### [作業指示]
吉田証言をめぐる下の文章のうち、「A吉田清治氏の息子が朝日訂正記事に悲痛な抗議」から「(経済ジャーナリスト・今田真人)」までを一字も変えずに抜き出してください。

### [原資料]
___
A吉田清治氏の息子が朝日訂正記事に悲痛な抗議


【資料】『週刊新潮』2014年9月18日号の記事「詐話師『吉田清治』長男の述懐『朝日に翻弄された私と父の人生』」から

(P27)
――(記事では吉田氏の長男(64)の述懐を紹介)詐話師″のレッテルを貼られるようになってから、次第に記者が父を訪ねてくることもなくなった。晩年は直腸がんを患い、ほとんど寝たきり状態でした。2000年7月30日、86歳で息を引き取りました。朝日は記事を撤回するなら、せめて父の生きているうちにして欲しかった。もちろん、第一に父が悪いのはわかっていますが、父にだってなにかしらの言い分があったかもしれない。これでは、朝日の都合で祭り上げられ、そして朝日の都合で切り捨てられたようなものです。もし、朝日に関わらなければ、父も私も違う人生があったはずなのです。――


【資料の解説】故・吉田清治氏を「詐話師」と生前から誹謗中傷してきたメディア「週刊新潮」を通してさえ、吉田清治氏の息子さんの悲痛な抗議の声が伝わってくる。
 吉田証言を「虚偽」とか「信ぴょう性がない」とかいって一方的に取り消した新聞社のモラルの欠如がうかがわれる。朝日や赤旗は、取り消し記事(訂正記事)を出す前に、遺族におわびに行ったのだろうか。
 「死人に口なし」というより、むしろ、「死屍に鞭打つ」行為に思えてならない。
           (経済ジャーナリスト・今田真人)


B否定本なのに、ボロボロ出てくる吉田証言の肯定的事実


【資料】秦郁彦『慰安婦と戦場の性』(1999年、新潮社発行)から

(P232〜233)
――私は(吉田氏が慰安婦狩りをしたと本に書いている)この貝ボタン工場のあった城山浦にも行ってみた。海女の研究家でもある康大元(慶応大学出身)の通訳により、老人クラブで4、5か所あった貝ボタン工場の元組合員など5人の老人と話し合って、男子の徴用はあったが慰安婦狩りはなかったらしいことを確認した。
___
### [記録データ]
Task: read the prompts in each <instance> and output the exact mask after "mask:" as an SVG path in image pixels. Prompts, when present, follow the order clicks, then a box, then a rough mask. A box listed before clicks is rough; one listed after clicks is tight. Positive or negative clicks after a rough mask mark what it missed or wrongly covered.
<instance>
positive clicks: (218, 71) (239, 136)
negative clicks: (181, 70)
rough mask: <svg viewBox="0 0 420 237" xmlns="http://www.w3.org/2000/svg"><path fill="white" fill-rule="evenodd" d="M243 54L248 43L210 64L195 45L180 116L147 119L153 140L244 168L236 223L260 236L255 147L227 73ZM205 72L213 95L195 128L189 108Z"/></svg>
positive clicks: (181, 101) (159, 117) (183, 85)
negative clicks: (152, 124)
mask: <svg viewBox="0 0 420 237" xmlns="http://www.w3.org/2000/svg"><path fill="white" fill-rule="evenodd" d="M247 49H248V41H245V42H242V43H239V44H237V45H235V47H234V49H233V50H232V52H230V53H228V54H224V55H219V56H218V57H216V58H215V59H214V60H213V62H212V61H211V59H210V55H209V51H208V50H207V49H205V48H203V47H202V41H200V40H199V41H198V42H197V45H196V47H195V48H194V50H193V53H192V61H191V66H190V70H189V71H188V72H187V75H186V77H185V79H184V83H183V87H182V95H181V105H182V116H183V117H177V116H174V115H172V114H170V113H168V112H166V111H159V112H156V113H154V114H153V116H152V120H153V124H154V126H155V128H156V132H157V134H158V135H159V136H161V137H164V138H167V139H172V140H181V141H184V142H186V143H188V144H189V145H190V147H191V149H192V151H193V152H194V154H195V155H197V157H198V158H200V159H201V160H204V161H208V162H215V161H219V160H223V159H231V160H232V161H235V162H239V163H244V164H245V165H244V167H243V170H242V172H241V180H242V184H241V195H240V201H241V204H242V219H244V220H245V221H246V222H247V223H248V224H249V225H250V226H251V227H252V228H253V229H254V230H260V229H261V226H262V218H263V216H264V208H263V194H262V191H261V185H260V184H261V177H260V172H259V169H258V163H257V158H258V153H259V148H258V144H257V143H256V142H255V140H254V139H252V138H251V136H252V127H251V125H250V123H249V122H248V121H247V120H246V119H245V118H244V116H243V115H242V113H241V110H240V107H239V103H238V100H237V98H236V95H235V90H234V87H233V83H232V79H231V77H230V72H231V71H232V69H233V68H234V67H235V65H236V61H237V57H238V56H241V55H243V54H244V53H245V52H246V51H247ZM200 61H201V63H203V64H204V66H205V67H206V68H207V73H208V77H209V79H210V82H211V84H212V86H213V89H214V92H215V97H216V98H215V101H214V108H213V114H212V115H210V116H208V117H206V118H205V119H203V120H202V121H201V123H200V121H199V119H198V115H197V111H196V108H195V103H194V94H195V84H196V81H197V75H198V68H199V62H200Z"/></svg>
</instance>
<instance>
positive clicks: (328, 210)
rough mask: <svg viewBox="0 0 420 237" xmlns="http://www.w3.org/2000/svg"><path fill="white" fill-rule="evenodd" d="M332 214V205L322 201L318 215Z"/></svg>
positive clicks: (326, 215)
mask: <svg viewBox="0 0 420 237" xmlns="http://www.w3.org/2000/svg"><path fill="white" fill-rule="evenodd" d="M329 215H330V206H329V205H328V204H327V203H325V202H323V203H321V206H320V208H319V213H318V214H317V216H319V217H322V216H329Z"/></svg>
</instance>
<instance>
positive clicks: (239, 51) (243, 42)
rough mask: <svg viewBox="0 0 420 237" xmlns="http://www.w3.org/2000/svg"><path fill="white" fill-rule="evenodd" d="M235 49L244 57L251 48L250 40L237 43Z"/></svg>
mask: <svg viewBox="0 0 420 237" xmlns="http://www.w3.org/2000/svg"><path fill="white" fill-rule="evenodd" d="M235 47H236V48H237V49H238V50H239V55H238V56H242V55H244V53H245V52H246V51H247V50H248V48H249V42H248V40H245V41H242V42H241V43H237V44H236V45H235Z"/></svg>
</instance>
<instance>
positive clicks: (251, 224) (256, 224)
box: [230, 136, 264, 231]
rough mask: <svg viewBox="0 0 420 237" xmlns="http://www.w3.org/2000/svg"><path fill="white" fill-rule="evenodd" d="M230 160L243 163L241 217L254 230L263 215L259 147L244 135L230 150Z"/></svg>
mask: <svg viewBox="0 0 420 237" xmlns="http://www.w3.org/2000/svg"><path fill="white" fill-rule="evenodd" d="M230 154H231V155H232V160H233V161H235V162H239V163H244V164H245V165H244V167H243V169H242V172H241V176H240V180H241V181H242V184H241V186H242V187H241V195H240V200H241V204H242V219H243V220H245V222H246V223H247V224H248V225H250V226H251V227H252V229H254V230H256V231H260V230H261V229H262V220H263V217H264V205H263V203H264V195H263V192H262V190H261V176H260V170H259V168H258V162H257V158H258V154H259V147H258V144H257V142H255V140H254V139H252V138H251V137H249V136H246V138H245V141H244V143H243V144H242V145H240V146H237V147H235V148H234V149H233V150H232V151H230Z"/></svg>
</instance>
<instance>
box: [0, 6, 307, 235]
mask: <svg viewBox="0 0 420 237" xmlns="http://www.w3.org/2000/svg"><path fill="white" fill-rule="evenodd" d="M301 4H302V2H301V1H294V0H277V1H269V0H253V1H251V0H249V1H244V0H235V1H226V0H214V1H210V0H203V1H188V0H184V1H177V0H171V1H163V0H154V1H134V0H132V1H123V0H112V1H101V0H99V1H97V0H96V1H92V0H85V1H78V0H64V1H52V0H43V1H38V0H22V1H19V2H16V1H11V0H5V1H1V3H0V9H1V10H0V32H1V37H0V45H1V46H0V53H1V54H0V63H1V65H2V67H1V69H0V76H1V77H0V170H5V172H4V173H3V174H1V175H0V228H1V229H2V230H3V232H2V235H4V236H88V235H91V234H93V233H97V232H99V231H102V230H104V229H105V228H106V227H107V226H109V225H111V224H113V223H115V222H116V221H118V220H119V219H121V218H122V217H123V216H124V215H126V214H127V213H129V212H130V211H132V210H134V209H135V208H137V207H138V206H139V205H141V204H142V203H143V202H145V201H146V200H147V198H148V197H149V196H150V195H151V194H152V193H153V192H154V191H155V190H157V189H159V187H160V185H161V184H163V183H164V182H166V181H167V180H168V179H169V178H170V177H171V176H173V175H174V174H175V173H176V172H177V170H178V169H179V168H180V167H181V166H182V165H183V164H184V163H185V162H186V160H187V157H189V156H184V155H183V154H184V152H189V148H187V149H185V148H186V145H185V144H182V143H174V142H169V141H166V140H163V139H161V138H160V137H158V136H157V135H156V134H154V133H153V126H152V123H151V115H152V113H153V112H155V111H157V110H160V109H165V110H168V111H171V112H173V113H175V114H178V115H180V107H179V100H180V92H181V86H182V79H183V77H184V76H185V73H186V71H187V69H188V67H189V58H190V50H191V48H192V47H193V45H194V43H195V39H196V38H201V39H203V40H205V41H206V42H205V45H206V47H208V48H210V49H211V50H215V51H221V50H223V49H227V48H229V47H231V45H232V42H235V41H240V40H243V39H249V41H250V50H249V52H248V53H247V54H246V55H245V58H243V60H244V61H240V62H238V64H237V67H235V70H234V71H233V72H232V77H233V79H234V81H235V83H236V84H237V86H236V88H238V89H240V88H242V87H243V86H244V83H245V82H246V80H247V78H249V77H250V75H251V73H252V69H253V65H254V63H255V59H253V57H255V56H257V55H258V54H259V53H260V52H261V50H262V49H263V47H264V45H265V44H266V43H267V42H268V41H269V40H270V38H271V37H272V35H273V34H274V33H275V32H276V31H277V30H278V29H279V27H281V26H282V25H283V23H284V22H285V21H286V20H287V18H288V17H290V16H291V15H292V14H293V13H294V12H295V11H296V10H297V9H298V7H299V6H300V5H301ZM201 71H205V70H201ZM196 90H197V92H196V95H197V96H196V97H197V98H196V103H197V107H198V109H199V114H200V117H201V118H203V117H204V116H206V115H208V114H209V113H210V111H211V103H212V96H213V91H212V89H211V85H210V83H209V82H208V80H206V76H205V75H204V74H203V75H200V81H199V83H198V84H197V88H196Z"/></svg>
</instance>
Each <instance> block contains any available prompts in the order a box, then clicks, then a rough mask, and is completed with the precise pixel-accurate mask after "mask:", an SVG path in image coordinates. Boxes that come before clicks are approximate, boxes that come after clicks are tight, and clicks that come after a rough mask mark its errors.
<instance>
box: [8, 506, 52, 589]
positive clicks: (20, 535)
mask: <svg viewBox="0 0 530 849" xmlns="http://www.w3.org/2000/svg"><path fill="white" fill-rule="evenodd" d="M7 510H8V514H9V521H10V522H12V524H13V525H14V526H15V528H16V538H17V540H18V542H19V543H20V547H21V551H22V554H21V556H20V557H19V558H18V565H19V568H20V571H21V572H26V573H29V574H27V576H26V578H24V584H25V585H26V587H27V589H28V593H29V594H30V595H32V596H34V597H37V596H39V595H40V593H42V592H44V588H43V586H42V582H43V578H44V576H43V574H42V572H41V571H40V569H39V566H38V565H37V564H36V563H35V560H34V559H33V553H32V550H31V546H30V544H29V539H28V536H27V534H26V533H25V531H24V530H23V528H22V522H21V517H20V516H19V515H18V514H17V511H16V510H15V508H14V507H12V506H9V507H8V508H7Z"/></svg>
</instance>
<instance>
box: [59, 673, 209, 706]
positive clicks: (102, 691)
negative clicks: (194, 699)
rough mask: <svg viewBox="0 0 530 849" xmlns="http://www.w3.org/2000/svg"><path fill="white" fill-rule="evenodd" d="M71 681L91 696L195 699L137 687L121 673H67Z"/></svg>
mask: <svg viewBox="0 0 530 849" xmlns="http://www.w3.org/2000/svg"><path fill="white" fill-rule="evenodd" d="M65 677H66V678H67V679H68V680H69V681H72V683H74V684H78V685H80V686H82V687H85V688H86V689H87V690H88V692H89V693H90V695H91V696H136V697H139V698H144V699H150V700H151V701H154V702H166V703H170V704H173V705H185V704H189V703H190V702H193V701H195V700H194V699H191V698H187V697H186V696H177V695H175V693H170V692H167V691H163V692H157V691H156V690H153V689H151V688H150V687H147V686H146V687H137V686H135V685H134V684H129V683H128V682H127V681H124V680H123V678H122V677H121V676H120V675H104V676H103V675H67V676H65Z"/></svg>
___
### [下記の結果]
A吉田清治氏の息子が朝日訂正記事に悲痛な抗議


【資料】『週刊新潮』2014年9月18日号の記事「詐話師『吉田清治』長男の述懐『朝日に翻弄された私と父の人生』」から

(P27)
――(記事では吉田氏の長男(64)の述懐を紹介)詐話師″のレッテルを貼られるようになってから、次第に記者が父を訪ねてくることもなくなった。晩年は直腸がんを患い、ほとんど寝たきり状態でした。2000年7月30日、86歳で息を引き取りました。朝日は記事を撤回するなら、せめて父の生きているうちにして欲しかった。もちろん、第一に父が悪いのはわかっていますが、父にだってなにかしらの言い分があったかもしれない。これでは、朝日の都合で祭り上げられ、そして朝日の都合で切り捨てられたようなものです。もし、朝日に関わらなければ、父も私も違う人生があったはずなのです。――


【資料の解説】故・吉田清治氏を「詐話師」と生前から誹謗中傷してきたメディア「週刊新潮」を通してさえ、吉田清治氏の息子さんの悲痛な抗議の声が伝わってくる。
 吉田証言を「虚偽」とか「信ぴょう性がない」とかいって一方的に取り消した新聞社のモラルの欠如がうかがわれる。朝日や赤旗は、取り消し記事(訂正記事)を出す前に、遺族におわびに行ったのだろうか。
 「死人に口なし」というより、むしろ、「死屍に鞭打つ」行為に思えてならない。
           (経済ジャーナリスト・今田真人)